_Required task_
Please rewrite the lines below, from the line containing "Indicate the electrical" through the end of the records, as a numbered list with blank lines omitted.

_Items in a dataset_
★ ★ ★ ★ ★

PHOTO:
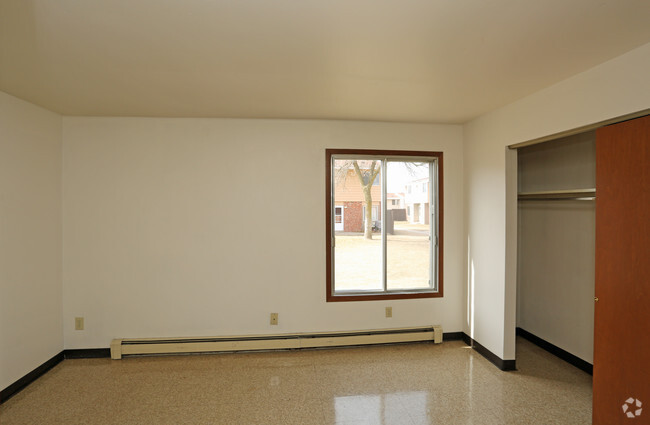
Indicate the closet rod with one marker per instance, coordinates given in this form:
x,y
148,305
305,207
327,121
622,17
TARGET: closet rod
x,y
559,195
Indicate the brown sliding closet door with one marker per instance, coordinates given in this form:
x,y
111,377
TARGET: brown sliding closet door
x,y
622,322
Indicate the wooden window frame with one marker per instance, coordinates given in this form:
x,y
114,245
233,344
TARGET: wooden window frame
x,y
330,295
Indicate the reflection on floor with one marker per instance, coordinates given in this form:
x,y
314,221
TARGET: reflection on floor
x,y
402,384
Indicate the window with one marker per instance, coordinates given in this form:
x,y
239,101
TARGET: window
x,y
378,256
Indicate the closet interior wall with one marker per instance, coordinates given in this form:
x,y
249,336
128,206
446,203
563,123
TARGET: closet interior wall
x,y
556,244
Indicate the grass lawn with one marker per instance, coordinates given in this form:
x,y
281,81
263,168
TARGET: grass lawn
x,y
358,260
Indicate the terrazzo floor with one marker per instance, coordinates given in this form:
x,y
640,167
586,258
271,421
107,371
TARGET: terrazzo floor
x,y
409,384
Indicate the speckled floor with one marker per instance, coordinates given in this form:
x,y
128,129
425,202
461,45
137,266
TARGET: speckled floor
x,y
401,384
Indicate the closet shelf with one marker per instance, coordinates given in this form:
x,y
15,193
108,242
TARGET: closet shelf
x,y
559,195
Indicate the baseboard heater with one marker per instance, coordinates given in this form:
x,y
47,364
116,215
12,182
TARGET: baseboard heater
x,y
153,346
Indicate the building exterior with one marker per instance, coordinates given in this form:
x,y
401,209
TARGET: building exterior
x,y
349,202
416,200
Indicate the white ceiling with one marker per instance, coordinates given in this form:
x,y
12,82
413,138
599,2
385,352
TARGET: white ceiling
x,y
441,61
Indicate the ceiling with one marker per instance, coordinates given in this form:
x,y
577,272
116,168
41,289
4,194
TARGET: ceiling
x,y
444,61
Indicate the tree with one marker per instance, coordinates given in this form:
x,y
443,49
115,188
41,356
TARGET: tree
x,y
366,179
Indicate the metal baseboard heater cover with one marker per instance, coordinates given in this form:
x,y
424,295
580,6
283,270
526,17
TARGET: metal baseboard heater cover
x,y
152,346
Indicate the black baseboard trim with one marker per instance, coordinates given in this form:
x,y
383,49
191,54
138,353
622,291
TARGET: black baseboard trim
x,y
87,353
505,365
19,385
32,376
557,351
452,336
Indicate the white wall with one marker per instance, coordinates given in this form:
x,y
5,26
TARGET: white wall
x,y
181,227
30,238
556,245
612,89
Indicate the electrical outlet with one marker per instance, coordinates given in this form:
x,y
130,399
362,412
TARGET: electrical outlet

★ ★ ★ ★ ★

_Solution to this exercise_
1. Indicate the electrical outlet with one marker per instance, coordinates given in this form:
2. x,y
3. 130,399
4. 362,412
5. TARGET: electrical outlet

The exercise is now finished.